■ JOB A:
Answer these questions using the excerpt about the cell classifier and quantile regression:
(i) What top-1 accuracy did the cell classifier reach on held-out real dashcam imagery with the CosFace objective?
(ii) Which loss is used to train the SQR head?
(iii) How is the quantile value τ chosen during training?
■ JOB B:
Reproduce the excerpt about the cell classifier and quantile regression word for word, from "Stage 2: Simultaneous" to "it was confused.".
■ JOB C:
Continue the excerpt about the cell classifier and quantile regression, starting after its final sentence.

■ SELECTED EXTRACT:
With the CosFace objective, the cell classifier reaches 92% top-1 accuracy on held-out real dashcam imagery, and 97% of its inaccurate predictions fall within one cell (~200m) of ground truth. Without it, cross-entropy trained the same backbone to roughly 60%.

Stage 2: Simultaneous Quantile Regression for Honest Uncertainty

Within a cell, we wanted more than a point estimate. Not all positions within a 137m cell are equally identifiable — a midblock stretch of brick wall is far more ambiguous than a distinctive corner intersection. We wanted the model to tell me when it was confused.

Simultaneous Quantile Regression (SQR) is a natural fit. Instead of training a regression head to minimize mean squared error (which implicitly estimates the conditional mean), SQR trains a single head conditioned on a quantile value τ — sampled uniformly during training — using the pinball loss. At inference time, you query the same head at whichever τ values you want: the head has learned to produce a value that the true answer falls below τ fraction of the time.

■ DATA SEGMENT:
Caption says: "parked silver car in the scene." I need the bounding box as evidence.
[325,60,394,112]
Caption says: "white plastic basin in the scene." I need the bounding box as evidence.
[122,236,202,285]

■ EXERCISE OUTPUT A:
(i) 92%
(ii) The pinball loss
(iii) It is sampled uniformly.

■ EXERCISE OUTPUT B:
Stage 2: Simultaneous Quantile Regression for Honest Uncertainty

Within a cell, we wanted more than a point estimate. Not all positions within a 137m cell are equally identifiable — a midblock stretch of brick wall is far more ambiguous than a distinctive corner intersection. We wanted the model to tell me when it was confused.

■ EXERCISE OUTPUT C:
The result: one head gives you a full slice of the conditional distribution on demand. The spread between querying at τ=0.05 and τ=0.95 is a calibrated uncertainty estimate. When the model sees an easily identifiable corner, that spread is narrow. When it sees a long featureless block it’s never been certain about, the spread grows.

For 2D targets (lat and lng jointly), the pinball loss broadcasts cleanly over dimensions. The uncertainty representation becomes an ellipse centered on the median estimate, with semi-axes given by the quantile spread in each direction. What renders on the minimap as a small or large ellipse around the location dot is directly measuring how sure the model is — not a heuristic radius, but an empirically calibrated interval.

Within-cell accuracy for the SQR stage was 97%: when the coarse classifier picks the right cell (which it does 92% of the time), the fine regressor’s point estimate lands within one cell of the truth.

The Training Data Story

The first version of this system used Google Street View imagery scraped from the geofence. Accuracy on real dashcam footage was ~1%.

The problem isn’t the model architecture. The problem is that Street View drives through each block roughly once every year or two. That means every image of a given location shares the same lighting conditions, the same traffic density, and roughly the same season. A model trained on it learns to classify the foreground — the specific cars parked that day, the specific shadows — rather than the durable landmarks: facades, signage, corner geometry.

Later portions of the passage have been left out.